הרשומה הזו היא באנגלית בעיקר כי הכתיבה באנגלית היא שריר שכבר מזמן לא תירגלתי. כשהתחלתי את הבלוג הזה, לפני כמעט אלף רשומות, החלטתי שהוא יהיה בעברית למרות שזה מצמצם מאד את קהל היעד, כי אז, אחרי עשרים ושתיים שנים של עבודה בחברה אמריקאית (בישראל), כתיבה בעברית הייתה שריר שהתנוון אצלי והייתי צריך לתרגל. הכתיבה באנגלית הפעם היא גם כי הנושא הספציפי הזה הרבה יותר טבעי לכתבו בשפה האנגלית. זו השפה של התחום ואין מה לעשות. אז סליחה ממי שקשה לו בלע"ז.
Lately, I've been introduced to the term "dark silicon"' – a term denoting the area in an integrated device ("chip" from now on) that has to stay "dark", that is – inactive, while other parts of the chip area are active, due mainly to power dissipation constraints in the modest thermal envelope of modern computers.
That “dark silicon” is one way of describing the lack of scaling from one process generation to the next because the transistor count is growing faster than the ability to run all of them concurrently at full speed (or at all, sometimes, due to leakage) without them overheating.
Back in the day, when I was doing computer architecture research, I had an idea for something I termed “data ports”, which now, in retrospect, I think might have been able to provide extra scaling for processors.
I adopted the idea from the domain of special-purpose accelerators and goes something like this:
Build, on the side of the processor, a configurable data pipeline that delivers data to the processor’s execution units and takes the data computed by these execution units and writes them out.
The idea is that for code in compute loops, a few instructions in a preamble to the loop will set up a few control registers, for example, the starting memory address for the data that is input to the loop and the address “stride” in-between consecutive data elements. Following that setup stage, the data pipeline starts to run for a preset number of iterations, without any instructions being repeatedly fetched, decoded and executed by the processor. The processor is mostly idle while the loop is running.
This kind of computation paradigm required new code to be generated by a compiler, or by hand. New code, especially one for a new compute paradigm, is something that Intel, my employer, was not fond of. Especially after the phenomenal flop of the Itanium series of processors that were based on a new architecture handed down from the HP labs, in which the compiler, rather than the processor, was supposed to expose all the parallelism in the code. This was perhaps the main reason the idea did not take hold, back then. Also, 20 years ago, Dennard's law still was believed valid – the fact that operating voltage does not go down at the same rate as the device size was not yet internalized to the degree it is today.

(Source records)
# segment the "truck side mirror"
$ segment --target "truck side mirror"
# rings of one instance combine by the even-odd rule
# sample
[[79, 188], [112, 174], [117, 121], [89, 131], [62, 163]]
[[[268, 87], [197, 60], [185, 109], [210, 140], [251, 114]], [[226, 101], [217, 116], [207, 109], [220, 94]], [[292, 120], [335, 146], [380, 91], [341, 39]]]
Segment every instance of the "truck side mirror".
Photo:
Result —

**REQUIRED ACTIONS:**
A) Can you repeat the blog post on dark silicon word for word, starting with "Back in the" and going on through "writes them out."?
B) Could you condense the paragraph of the blog post on dark silicon that opens "The idea is that for code in compute loops" into a short list of its main points?

**RESPONSES:**
A)
Back in the day, when I was doing computer architecture research, I had an idea for something I termed “data ports”, which now, in retrospect, I think might have been able to provide extra scaling for processors.
I adopted the idea from the domain of special-purpose accelerators and goes something like this:
Build, on the side of the processor, a configurable data pipeline that delivers data to the processor’s execution units and takes the data computed by these execution units and writes them out.

B)
- For code in compute loops, a few instructions in a preamble to the loop set up a few control registers, such as the starting memory address of the loop's input data and the address "stride" between consecutive data elements.
- After this setup, the data pipeline runs for a preset number of iterations, and the processor doesn't repeatedly fetch, decode and execute instructions.
- The processor is mostly idle while the loop runs.